**PROBLEM**
Scan the entries for lines with the word "smoke", then copy those lines.
DATA EXTRACTS Block Start
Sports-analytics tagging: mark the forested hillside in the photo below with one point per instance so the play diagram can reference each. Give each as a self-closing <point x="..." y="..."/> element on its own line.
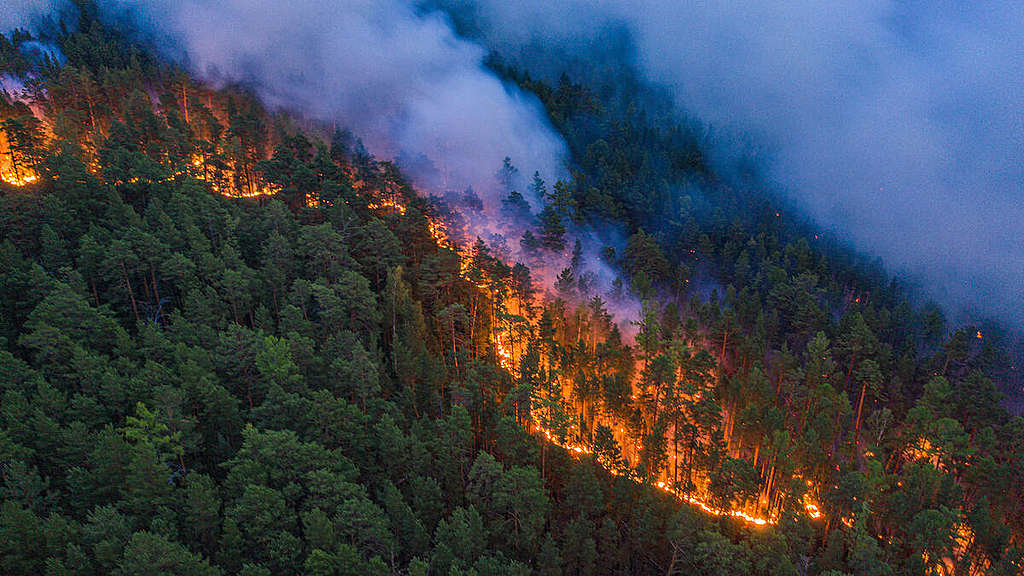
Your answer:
<point x="236" y="342"/>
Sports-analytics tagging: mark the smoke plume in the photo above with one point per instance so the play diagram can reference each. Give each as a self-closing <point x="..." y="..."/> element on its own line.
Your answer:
<point x="898" y="125"/>
<point x="395" y="74"/>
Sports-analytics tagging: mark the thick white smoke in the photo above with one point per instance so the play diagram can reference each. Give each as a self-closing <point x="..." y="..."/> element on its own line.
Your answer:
<point x="399" y="79"/>
<point x="898" y="124"/>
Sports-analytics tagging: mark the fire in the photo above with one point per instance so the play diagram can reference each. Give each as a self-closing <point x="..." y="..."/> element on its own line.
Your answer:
<point x="387" y="204"/>
<point x="18" y="180"/>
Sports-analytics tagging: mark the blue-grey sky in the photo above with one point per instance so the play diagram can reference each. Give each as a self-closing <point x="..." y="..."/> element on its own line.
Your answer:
<point x="898" y="125"/>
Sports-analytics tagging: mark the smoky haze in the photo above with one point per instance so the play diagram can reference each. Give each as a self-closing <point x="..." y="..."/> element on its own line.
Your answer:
DATA EXTRACTS Block End
**RESULT FOR THIS TASK**
Sports-analytics tagging: mark the smoke plume in the photo above with one point per instance so the play diagram can reference each. Give each as a self-closing <point x="..." y="..."/> element on its own line.
Sports-analytics tagging: mark the thick white smoke in the photo above with one point per instance so the play diagram can reference each. Give each as a self-closing <point x="..." y="..."/> element on its own line.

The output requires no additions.